#### TASK TO CARRY OUT:
Where does the string "bare" appear in the material? Copy each line that holds it.

#### DATA RECORDS:

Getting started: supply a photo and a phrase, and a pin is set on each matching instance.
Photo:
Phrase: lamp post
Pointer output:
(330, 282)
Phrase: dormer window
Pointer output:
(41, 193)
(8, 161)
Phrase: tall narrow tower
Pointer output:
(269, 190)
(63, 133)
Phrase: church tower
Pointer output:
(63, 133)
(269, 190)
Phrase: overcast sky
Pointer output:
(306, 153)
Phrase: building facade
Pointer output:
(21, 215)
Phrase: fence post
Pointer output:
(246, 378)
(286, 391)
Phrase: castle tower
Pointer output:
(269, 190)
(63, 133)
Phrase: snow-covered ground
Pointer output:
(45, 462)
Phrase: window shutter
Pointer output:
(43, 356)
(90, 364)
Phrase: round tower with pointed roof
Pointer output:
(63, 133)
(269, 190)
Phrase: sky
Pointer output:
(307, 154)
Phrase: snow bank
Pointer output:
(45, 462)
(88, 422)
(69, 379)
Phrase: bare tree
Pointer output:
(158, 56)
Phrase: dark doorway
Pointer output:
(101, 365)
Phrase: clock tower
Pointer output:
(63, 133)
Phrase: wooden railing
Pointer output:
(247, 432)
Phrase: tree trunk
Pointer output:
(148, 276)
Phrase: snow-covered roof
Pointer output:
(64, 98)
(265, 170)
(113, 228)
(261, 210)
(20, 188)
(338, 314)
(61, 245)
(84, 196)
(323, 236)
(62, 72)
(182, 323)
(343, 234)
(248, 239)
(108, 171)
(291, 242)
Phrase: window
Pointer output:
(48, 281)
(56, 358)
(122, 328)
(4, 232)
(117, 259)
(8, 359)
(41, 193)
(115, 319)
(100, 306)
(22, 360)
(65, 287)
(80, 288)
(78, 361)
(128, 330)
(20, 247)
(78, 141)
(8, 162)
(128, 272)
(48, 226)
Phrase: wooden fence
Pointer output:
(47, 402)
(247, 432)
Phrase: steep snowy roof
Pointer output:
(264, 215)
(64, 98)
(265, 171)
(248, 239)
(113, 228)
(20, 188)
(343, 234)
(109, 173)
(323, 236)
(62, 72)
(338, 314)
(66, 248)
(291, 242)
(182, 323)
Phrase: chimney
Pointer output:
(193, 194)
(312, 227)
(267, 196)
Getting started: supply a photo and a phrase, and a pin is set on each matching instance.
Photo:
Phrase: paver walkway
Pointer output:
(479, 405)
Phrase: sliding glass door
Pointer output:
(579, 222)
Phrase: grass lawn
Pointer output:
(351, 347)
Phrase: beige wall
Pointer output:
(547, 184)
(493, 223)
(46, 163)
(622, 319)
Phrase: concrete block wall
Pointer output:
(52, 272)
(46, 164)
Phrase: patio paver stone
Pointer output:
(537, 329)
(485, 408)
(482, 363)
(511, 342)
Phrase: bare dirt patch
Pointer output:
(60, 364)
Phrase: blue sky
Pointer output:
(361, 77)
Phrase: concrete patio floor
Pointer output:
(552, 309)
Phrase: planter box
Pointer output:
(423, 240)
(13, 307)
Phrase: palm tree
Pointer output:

#### ANSWER BOX:
Phrase: bare tree
Phrase: bare dirt patch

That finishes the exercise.